LISTED RECORDS »
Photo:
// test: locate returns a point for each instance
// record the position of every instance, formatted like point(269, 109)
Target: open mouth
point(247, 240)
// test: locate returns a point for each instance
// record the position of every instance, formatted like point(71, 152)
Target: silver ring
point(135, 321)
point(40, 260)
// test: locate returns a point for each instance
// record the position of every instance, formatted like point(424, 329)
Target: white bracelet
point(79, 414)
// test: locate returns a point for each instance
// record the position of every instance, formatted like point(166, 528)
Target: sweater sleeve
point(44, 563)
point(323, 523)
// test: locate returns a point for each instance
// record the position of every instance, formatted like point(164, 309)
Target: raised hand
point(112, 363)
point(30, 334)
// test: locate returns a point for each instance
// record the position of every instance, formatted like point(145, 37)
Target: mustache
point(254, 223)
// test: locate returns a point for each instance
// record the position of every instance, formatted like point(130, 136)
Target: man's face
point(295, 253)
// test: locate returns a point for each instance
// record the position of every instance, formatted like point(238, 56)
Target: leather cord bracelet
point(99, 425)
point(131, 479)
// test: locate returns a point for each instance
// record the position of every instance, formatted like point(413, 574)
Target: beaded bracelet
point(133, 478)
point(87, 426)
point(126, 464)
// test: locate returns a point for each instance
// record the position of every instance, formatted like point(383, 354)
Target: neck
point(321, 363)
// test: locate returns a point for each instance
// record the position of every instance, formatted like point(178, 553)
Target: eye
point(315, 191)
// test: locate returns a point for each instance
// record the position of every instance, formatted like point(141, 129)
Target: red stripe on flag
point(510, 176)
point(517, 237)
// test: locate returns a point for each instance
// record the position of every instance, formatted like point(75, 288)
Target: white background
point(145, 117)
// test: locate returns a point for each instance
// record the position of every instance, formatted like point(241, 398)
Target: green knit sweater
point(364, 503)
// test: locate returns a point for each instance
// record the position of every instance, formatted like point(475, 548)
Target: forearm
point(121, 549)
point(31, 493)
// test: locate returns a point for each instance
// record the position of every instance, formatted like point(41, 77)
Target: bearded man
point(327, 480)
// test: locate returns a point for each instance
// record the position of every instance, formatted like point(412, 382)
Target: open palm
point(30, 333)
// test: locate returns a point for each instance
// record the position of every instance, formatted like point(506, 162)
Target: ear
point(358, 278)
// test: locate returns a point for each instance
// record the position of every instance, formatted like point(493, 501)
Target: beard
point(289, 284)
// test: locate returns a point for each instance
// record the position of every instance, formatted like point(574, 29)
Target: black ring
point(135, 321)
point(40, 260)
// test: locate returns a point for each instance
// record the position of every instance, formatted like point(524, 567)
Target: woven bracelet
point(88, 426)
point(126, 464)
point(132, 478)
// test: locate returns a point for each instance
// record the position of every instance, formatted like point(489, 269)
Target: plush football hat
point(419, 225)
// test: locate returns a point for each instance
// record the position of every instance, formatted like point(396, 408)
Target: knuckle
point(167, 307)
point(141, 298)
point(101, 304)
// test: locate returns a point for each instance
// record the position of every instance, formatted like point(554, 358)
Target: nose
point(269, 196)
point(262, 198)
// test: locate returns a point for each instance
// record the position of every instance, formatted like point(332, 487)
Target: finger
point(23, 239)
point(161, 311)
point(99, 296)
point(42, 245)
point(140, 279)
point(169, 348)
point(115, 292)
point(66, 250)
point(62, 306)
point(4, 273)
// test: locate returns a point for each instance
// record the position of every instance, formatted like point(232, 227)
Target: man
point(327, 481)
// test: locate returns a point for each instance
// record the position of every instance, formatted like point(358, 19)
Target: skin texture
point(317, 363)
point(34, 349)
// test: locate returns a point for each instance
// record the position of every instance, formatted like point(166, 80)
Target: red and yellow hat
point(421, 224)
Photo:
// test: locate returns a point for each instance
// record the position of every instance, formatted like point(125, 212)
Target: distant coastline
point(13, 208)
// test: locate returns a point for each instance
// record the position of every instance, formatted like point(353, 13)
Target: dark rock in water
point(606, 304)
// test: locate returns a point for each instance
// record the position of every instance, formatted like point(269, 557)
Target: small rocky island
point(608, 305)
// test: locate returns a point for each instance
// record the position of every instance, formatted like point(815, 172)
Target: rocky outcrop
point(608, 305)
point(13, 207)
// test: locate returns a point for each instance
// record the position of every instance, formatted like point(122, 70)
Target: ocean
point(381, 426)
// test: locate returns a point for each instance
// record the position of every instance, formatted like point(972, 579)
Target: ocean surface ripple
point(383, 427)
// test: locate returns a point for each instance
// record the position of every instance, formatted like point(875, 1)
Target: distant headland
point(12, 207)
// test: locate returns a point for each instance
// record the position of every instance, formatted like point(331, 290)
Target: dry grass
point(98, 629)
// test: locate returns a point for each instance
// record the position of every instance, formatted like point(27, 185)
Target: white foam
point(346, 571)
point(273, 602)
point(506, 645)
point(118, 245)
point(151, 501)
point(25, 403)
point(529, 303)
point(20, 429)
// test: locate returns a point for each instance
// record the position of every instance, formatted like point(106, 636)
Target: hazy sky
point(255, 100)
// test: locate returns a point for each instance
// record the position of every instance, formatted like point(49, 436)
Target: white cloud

EXERCISE AIM » Count the lines in the listing above that contain the word "ocean", and reply with the number only.

IN RESPONSE » 2